:: Provided information

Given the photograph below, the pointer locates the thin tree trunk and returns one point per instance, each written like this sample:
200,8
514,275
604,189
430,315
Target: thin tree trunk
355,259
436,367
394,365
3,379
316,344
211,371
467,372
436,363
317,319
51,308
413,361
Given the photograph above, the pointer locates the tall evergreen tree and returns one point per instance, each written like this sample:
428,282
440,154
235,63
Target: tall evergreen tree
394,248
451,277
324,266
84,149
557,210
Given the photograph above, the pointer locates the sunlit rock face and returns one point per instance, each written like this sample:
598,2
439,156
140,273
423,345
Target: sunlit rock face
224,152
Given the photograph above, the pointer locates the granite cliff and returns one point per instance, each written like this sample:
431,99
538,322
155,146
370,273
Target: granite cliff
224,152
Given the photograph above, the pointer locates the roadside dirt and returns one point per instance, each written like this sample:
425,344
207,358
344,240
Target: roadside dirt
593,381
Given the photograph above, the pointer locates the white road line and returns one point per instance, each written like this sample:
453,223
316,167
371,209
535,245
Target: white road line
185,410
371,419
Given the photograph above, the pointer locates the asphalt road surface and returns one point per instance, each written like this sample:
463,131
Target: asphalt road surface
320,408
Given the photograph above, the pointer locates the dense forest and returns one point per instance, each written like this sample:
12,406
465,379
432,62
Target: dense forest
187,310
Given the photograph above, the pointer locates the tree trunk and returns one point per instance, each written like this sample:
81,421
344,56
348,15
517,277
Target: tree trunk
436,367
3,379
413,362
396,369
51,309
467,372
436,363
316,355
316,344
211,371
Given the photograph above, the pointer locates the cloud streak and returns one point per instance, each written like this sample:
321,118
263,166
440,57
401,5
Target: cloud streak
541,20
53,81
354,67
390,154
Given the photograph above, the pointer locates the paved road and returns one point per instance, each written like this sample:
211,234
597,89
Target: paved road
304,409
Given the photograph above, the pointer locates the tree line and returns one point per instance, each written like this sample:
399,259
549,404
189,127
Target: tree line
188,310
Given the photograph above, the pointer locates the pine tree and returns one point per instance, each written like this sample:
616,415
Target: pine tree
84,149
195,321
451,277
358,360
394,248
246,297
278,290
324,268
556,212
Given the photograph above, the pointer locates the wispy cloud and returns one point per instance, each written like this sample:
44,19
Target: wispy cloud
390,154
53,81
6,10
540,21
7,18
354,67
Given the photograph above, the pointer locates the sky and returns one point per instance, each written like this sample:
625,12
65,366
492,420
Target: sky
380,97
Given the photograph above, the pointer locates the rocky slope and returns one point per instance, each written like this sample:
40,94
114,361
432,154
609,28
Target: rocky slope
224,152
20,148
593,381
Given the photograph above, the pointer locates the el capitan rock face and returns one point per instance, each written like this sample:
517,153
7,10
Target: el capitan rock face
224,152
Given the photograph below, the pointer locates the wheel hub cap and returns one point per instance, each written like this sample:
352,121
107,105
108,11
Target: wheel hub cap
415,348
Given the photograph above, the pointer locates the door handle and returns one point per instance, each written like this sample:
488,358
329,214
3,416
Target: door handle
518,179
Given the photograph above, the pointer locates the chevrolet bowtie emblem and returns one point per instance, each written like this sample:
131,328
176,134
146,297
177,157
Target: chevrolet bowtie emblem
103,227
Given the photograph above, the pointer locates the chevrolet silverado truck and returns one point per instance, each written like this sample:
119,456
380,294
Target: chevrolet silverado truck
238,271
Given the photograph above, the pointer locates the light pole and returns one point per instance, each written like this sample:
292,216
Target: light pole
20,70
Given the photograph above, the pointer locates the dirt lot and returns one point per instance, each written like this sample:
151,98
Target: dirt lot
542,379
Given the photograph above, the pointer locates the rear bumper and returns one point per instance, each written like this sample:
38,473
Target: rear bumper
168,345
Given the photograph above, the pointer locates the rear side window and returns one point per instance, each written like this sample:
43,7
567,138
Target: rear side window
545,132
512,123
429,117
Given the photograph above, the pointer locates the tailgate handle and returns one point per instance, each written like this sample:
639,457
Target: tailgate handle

::::

• **Task description**: Would you copy out each record precisely as it stands?

• **Expected answer**:
Given the photograph below, the pointer locates the thin tree trunk and returns one point per instance, each written like this sample:
200,8
514,275
604,189
430,315
Target: thin tree trunk
355,259
436,367
394,365
3,379
316,344
211,371
467,372
436,363
317,319
51,308
413,361
Given the photograph above, the pointer locates the tall evergreen tree and returns one point per instance, each written like this sample:
428,282
440,154
235,63
Target: tall evergreen tree
394,248
451,277
324,266
84,149
557,210
Given the photograph above, the pointer locates the sunlit rock face and returns one point per instance, each written like this sample:
598,2
439,156
140,273
423,345
Target: sunlit rock face
224,152
Given the photograph above, the pointer locates the granite cliff and returns one point per instance, each written like this sample:
431,99
538,322
155,146
370,273
Target: granite cliff
224,152
Given the photograph above, the pointer locates the roadside dirt and returns one point per instance, each written like this sample:
425,344
207,358
344,240
Target: roadside dirt
593,381
Given the photograph above, the pointer locates the white road line and returns one point per instance, each written like this sample:
453,223
316,167
371,209
535,245
Target: white road line
185,410
371,419
Given the photograph above, the pointer locates the asphalt road surface and returns one point per instance, each written like this sample:
463,131
Target: asphalt road surface
320,408
Given the photograph above, the pointer locates the dense forest and returns one point per instance, each written like this sample:
12,406
465,379
432,62
Target: dense forest
187,310
Given the photograph above, the pointer locates the tree trunk and returns one point per instance, each written like this sample:
81,421
344,56
348,15
517,277
Target: tree trunk
436,367
3,379
413,362
396,369
51,309
467,372
436,363
316,355
316,344
211,371
Given the photograph above, the pointer locates the cloud streak and returns one point per instance, each written like this sample:
321,118
263,166
440,57
401,5
Target: cloud streak
541,20
53,81
354,67
390,154
Given the photograph above, the pointer locates the paved road and returns one point per instance, each written like this sample:
211,234
597,89
Target: paved road
304,409
Given the photograph above, the pointer locates the tree line and returns one point per instance, each written like this sample:
399,259
549,404
189,127
Target: tree line
188,310
Given the photograph above, the pointer locates the pine tree and returns one point per instance, each written like this sample:
616,415
Target: pine tree
84,149
195,321
451,277
358,360
394,248
246,297
278,290
324,268
556,212
Given the photograph above, the pointer locates the wispy cloud and returns one point per instance, each written like this sample:
44,19
Target: wispy cloud
390,154
53,81
6,10
540,21
7,18
354,67
Given the photograph above, the pointer locates the sky and returns one point per instance, each written like this sample:
625,12
65,366
492,420
Target: sky
380,97
Given the photograph above, the pointer locates the rocky slope and returns one point per instance, each written like this sample:
40,94
114,361
432,154
609,28
Target: rocky slope
224,152
20,148
593,381
Given the photograph above, the pointer locates the el capitan rock face and returns one point per instance, each written like this sample:
517,153
7,10
Target: el capitan rock face
224,152
Given the photograph below, the pointer locates the wheel hub cap and returns one point per instance, each written like this sample:
352,121
107,105
108,11
Target: wheel hub cap
415,348
Given the photograph above, the pointer locates the door handle and returns one point per instance, each written like this sample:
488,358
329,214
3,416
Target: door handle
518,179
Given the photograph above, the pointer locates the chevrolet bowtie emblem and returns one point per instance, each written like this sample:
131,328
176,134
146,297
177,157
Target: chevrolet bowtie emblem
103,227
Given the photograph above, the pointer locates the chevrolet silverado truck and returns one point per instance, each written like this sample:
119,456
380,294
Target: chevrolet silverado truck
238,271
Given the photograph above, the pointer locates the light pole and returns one point per instance, each written like this sample:
292,216
Target: light pole
20,70
Given the photograph above, the pointer locates the dirt lot and returns one point per instance, each written like this sample:
151,98
Target: dirt lot
542,379
Given the photograph above, the pointer locates the rear bumper and returns one point per instance, each written like this sample:
38,473
Target: rear bumper
168,345
Given the photograph above, the pointer locates the rear side window and returns one point per instance, each written like this sample:
43,7
567,138
Target: rear side window
545,132
512,123
429,117
Given the photograph above, the pointer locates the tailgate handle and returns one point per instance, each written like this sample:
639,457
Target: tailgate handle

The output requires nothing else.